» What the task asks:
Carry on the legal passage about registering a judgment within five years before a creditor's right to land accrues, starting right after its final sentence.

» Source passage:
^^^^^^^^

I think that the meaning of this is so clear that no other construction is possible. The Act does not say five years before the creditor became such, but before his "right accrued ;" and it is obvious what that right must mean, from the previous words of the statute, which refer, in the case of purchasers and mortgagees, to the execution of the deed or instrument vesting in them their respective interests. When the Act referred to creditors it could not speak of a deed alone as giving them their rights, because such rights might attach under a bankruptcy or by a decree in this Court; but it must mean a right to the lands, and then the judgment must be registered within five years before such right accrued, in order to give it priority over such right. I agree with the argument that the construction of the word "right" is the right of the creditor to dispute the right of the judgment creditor; but the right intended is a right to the land.

^^^^^^^^

» Data:
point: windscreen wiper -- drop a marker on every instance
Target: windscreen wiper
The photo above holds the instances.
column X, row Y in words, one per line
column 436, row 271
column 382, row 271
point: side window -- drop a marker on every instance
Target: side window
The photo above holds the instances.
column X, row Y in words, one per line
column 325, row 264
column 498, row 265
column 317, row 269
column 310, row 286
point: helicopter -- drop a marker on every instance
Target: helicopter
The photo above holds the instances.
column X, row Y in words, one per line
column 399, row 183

^^^^^^^^

» Output of the exercise:
Then when does a creditor acquire a right against leasehold property, which is the property sought to be affected in this case? Of course, during the life of the owner there is no question. After his death the creditor's right is simply this: he has no specific right against the leasehold or against any other chattel of the deceased debtor of which his executor may have taken possession. He has a right to sue the executor and to obtain a decree against him; and I should have considerable doubt, and I do not now deter-[76]-mine the point, whether, upon a common decree for an account, any right would attach upon the leaseholds or upon any specific chattel, unless the decree also directed a sale of such leaseholds or chattel. Before bill filed or before decree he had no more right to leaseholds than to any other chattel-in other words, he had no right at all. He had only a right to see that the executor got in all the property, and applied it in payment of the debts. Suppose the executor had sold the leaseholds in order to pay the debts, an unregistered judgment is not void, but the judgment creditor could come in in priority to simple contract creditors in the administration of the proceeds of the sale. It was argued that an executor is a trustee in this Court, and if he improperly aliens the assets this Court, at the suit of a creditor, will follow them into the hands of the assign, and will allow the creditor to fasten upon them. That would apply to any chattel, but it does not shew that a creditor has any lien upon specific parts of the assets. If he can shew that the executor has sold plate, for instance, to pay a debt of his own to a person who was aware of the fraud, the creditor may follow it.

I am bound to hold that the statute 2 & 3 Vict. c. 11 does not admit of any other construction than that a judgment is null and void against the lands of the debtor in respect of any creditor who can assert a right against those lands, unless registered within five years before such right accrued. Here the judgment was re-registered within five years before the bill in the creditors' suit was filed.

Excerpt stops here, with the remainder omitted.